** Some records **
::::::
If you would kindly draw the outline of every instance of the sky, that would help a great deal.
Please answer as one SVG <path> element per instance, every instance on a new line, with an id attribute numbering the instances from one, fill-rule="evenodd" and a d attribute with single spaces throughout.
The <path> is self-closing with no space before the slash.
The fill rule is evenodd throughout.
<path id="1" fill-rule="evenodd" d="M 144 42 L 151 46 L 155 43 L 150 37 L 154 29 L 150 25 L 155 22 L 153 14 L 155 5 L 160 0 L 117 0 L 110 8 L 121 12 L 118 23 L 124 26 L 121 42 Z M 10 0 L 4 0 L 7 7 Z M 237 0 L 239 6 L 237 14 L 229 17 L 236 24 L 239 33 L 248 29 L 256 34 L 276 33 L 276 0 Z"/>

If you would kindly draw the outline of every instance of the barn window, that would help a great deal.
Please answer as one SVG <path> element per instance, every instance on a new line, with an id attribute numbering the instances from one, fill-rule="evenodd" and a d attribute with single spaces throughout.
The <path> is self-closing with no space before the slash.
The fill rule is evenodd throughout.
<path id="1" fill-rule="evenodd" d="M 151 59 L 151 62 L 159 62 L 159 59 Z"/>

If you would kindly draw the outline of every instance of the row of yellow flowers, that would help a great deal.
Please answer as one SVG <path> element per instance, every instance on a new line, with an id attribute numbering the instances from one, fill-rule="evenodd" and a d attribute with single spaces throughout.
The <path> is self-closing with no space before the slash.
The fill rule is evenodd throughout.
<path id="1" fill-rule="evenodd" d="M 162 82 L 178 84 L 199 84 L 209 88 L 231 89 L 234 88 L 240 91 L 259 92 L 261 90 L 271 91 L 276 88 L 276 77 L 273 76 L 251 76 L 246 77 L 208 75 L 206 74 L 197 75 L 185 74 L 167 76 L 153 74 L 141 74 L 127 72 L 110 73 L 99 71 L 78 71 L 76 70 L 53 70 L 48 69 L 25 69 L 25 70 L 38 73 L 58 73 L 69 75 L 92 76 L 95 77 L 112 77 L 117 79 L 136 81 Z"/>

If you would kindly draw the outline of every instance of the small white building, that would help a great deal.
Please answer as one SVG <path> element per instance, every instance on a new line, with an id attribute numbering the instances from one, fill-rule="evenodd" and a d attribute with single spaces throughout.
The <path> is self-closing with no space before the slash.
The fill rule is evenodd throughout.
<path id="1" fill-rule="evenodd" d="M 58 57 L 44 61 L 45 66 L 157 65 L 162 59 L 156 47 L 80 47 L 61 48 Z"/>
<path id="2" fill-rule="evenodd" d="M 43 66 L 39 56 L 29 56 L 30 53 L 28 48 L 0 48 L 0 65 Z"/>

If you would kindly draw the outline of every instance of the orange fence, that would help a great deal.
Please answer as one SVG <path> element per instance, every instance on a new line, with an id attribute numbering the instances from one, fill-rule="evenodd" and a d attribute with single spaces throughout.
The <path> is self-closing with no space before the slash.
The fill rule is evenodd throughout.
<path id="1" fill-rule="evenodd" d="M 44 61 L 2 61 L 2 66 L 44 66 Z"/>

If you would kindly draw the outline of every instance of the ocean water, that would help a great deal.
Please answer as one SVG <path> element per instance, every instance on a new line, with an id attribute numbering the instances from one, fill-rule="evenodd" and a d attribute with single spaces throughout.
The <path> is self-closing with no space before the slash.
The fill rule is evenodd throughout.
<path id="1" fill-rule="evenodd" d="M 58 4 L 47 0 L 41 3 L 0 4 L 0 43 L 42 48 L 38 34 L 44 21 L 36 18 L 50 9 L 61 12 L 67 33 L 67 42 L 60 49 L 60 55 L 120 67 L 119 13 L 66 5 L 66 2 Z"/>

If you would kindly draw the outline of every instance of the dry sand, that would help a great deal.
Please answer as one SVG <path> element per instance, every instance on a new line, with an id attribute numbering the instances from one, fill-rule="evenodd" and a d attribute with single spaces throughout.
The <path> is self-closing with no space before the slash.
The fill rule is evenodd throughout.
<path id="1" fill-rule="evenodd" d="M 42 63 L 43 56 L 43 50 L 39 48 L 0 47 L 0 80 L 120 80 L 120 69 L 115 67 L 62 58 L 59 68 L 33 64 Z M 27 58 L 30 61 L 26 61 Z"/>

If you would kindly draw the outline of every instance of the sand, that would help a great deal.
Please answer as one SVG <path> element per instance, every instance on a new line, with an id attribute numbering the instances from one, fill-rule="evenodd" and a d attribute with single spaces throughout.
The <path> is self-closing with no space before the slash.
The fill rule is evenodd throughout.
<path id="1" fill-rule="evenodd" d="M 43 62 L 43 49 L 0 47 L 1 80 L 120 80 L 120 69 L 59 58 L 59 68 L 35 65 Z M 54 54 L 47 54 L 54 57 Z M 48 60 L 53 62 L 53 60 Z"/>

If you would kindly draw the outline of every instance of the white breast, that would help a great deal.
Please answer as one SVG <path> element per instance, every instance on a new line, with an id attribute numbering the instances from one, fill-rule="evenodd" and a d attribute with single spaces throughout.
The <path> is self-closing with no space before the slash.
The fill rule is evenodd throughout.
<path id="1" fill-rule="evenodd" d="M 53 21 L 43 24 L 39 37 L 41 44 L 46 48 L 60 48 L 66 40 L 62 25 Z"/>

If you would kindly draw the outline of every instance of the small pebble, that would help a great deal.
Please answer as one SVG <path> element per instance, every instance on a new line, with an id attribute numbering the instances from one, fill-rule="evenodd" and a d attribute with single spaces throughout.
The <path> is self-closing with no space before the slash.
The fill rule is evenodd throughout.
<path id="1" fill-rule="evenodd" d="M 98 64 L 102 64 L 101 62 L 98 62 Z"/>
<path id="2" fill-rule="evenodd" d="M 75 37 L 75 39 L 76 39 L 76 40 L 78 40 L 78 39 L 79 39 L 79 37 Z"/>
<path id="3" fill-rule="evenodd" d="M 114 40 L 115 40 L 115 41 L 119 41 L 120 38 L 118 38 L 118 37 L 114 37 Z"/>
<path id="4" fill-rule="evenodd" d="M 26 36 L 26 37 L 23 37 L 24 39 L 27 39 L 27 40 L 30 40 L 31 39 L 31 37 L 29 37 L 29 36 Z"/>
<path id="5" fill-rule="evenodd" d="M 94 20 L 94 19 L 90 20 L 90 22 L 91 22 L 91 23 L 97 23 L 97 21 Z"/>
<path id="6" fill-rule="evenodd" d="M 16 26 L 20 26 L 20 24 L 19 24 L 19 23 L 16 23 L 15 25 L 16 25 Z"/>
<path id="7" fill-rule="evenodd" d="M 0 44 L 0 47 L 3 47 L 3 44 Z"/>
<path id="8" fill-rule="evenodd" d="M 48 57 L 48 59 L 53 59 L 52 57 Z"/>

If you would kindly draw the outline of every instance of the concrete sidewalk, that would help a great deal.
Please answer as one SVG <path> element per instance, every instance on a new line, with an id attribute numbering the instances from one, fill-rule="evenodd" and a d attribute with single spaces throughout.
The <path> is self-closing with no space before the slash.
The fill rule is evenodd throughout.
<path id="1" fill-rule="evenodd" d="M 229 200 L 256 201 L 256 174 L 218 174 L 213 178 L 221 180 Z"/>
::::::
** Written exercise **
Starting at the beginning of the data and ending with the line that contains "162 82 L 178", put every line into a numbered list, leaving out the blank lines.

** Task response **
1. If you would kindly draw the outline of every instance of the sky, that would help a great deal.
2. Please answer as one SVG <path> element per instance, every instance on a new line, with an id attribute numbering the instances from one, fill-rule="evenodd" and a d attribute with single spaces throughout.
3. The <path> is self-closing with no space before the slash.
4. The fill rule is evenodd throughout.
5. <path id="1" fill-rule="evenodd" d="M 144 42 L 151 46 L 155 43 L 150 37 L 154 29 L 150 25 L 155 22 L 153 14 L 155 5 L 160 0 L 117 0 L 110 8 L 121 12 L 118 23 L 124 26 L 121 42 Z M 10 0 L 4 0 L 7 7 Z M 237 0 L 239 6 L 237 14 L 229 17 L 236 24 L 239 33 L 248 29 L 256 34 L 276 33 L 276 0 Z"/>
6. If you would kindly draw the outline of every instance of the barn window, that would help a great deal.
7. Please answer as one SVG <path> element per instance, every instance on a new line, with an id attribute numbering the instances from one, fill-rule="evenodd" and a d attribute with single spaces throughout.
8. The <path> is self-closing with no space before the slash.
9. The fill rule is evenodd throughout.
10. <path id="1" fill-rule="evenodd" d="M 151 59 L 151 62 L 159 62 L 159 59 Z"/>
11. If you would kindly draw the outline of every instance of the row of yellow flowers, that would help a great deal.
12. Please answer as one SVG <path> element per instance, every instance on a new line, with an id attribute numbering the instances from one, fill-rule="evenodd" and a d attribute with single spaces throughout.
13. The <path> is self-closing with no space before the slash.
14. The fill rule is evenodd throughout.
15. <path id="1" fill-rule="evenodd" d="M 162 82 L 178 84 L 199 84 L 209 88 L 231 89 L 234 88 L 240 91 L 259 92 L 261 90 L 271 91 L 276 88 L 276 77 L 273 76 L 251 76 L 246 77 L 208 75 L 206 74 L 197 75 L 185 74 L 167 76 L 153 74 L 141 74 L 127 72 L 110 73 L 99 71 L 78 71 L 76 70 L 53 70 L 48 69 L 25 69 L 25 70 L 38 73 L 58 73 L 69 75 L 92 76 L 95 77 L 112 77 L 117 79 L 136 81 Z"/>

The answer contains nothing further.